[Extracted data entries]
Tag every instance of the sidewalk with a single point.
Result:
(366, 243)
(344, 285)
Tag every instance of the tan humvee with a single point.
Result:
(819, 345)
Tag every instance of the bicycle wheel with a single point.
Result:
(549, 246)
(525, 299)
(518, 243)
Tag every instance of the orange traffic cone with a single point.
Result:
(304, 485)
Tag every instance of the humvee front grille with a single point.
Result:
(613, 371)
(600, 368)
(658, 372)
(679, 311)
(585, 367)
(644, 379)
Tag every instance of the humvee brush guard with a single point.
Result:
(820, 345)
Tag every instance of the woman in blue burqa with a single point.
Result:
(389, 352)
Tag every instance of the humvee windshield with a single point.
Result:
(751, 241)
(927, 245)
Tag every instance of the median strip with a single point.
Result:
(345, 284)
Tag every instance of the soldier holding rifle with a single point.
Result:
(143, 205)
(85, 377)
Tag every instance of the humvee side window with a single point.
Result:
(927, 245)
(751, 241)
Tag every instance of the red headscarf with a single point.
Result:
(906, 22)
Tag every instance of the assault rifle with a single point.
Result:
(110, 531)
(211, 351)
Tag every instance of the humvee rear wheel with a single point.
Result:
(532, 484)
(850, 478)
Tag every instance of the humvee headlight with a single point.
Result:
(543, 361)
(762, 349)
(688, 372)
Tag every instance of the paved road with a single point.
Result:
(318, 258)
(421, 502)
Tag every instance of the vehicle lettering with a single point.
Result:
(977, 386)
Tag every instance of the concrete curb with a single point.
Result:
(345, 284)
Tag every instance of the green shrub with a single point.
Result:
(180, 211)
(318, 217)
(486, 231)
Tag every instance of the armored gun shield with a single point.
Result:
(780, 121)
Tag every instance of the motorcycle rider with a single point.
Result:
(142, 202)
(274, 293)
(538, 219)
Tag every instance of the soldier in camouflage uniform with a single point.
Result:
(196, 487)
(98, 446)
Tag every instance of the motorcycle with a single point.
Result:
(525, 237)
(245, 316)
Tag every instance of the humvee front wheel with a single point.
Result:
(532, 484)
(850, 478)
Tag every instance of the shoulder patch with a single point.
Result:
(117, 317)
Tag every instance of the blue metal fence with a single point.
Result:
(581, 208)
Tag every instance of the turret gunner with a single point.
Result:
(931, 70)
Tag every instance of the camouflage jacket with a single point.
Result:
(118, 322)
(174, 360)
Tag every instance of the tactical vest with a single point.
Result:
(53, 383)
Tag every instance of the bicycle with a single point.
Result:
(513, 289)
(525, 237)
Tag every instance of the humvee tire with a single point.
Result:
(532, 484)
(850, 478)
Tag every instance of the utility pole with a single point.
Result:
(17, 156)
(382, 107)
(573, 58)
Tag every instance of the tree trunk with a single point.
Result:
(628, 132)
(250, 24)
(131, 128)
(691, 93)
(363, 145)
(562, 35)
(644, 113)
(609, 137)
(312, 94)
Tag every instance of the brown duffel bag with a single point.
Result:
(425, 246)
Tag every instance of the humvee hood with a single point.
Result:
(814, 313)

- What you should do
Set down each record above without changing a single word.

- Solution to this problem
Tag every instance of the sidewalk with a single point.
Result:
(366, 243)
(344, 285)
Tag every instance of the tan humvee with a single point.
Result:
(819, 345)
Tag every instance of the bicycle wheel with a single point.
Result:
(549, 246)
(525, 299)
(518, 243)
Tag every instance of the orange traffic cone with a single point.
Result:
(304, 485)
Tag every instance of the humvee front grille with a single point.
Result:
(613, 371)
(600, 368)
(658, 372)
(679, 311)
(585, 367)
(644, 379)
Tag every instance of the humvee brush guard with a single point.
Result:
(820, 345)
Tag every instance of the woman in blue burqa with a single point.
Result:
(389, 352)
Tag every instance of the humvee windshield with a single point.
Result:
(751, 241)
(927, 245)
Tag every instance of the median strip with a single point.
Result:
(345, 284)
Tag every instance of the soldier holding rifle with a single point.
Result:
(143, 205)
(85, 377)
Tag every instance of the humvee side window with a single point.
Result:
(927, 245)
(751, 241)
Tag every instance of the red headscarf with a single point.
Result:
(906, 22)
Tag every instance of the assault rifle with a single point.
Result:
(110, 531)
(211, 351)
Tag every instance of the humvee rear wheel with a single point.
Result:
(532, 484)
(850, 478)
Tag every instance of the humvee headlight with a single point.
Result:
(543, 361)
(762, 349)
(688, 372)
Tag every instance of the paved road with a single point.
Result:
(318, 258)
(421, 502)
Tag every instance of the vehicle lettering with a single point.
Result:
(977, 386)
Tag every instance of the concrete curb with a single point.
Result:
(345, 284)
Tag every instance of the green shrub with a single point.
Result:
(180, 211)
(318, 217)
(486, 231)
Tag every instance of the armored gun shield with a single point.
Result:
(780, 121)
Tag every instance of the motorcycle rider with a single point.
Result:
(142, 202)
(274, 293)
(538, 219)
Tag every instance of the soldier in camouflage uniform with a single point.
Result:
(196, 487)
(98, 446)
Tag every instance of the motorcycle with a single point.
Result:
(525, 237)
(245, 316)
Tag every instance of the humvee front wheel with a single point.
Result:
(532, 484)
(850, 478)
Tag every instance of the shoulder patch with a single point.
Result:
(117, 317)
Tag every instance of the blue metal fence with a single point.
Result:
(581, 208)
Tag every instance of the turret gunner with a single point.
Result:
(931, 70)
Tag every instance of the camouflage jacket with a single point.
Result:
(118, 322)
(174, 360)
Tag every instance of the tactical vest with a single point.
Result:
(53, 383)
Tag every instance of the bicycle with a single point.
Result:
(513, 289)
(525, 237)
Tag every instance of the humvee tire with a single point.
Result:
(532, 484)
(850, 478)
Tag every instance of the utility pole with a single point.
Result:
(17, 156)
(382, 107)
(573, 58)
Tag every instance of the tree trunk with a single point.
Result:
(628, 132)
(250, 24)
(131, 128)
(691, 93)
(363, 145)
(562, 35)
(644, 113)
(609, 137)
(312, 94)
Tag every instance of the brown duffel bag with a single point.
Result:
(425, 246)
Tag every instance of the humvee hood with a single point.
Result:
(814, 313)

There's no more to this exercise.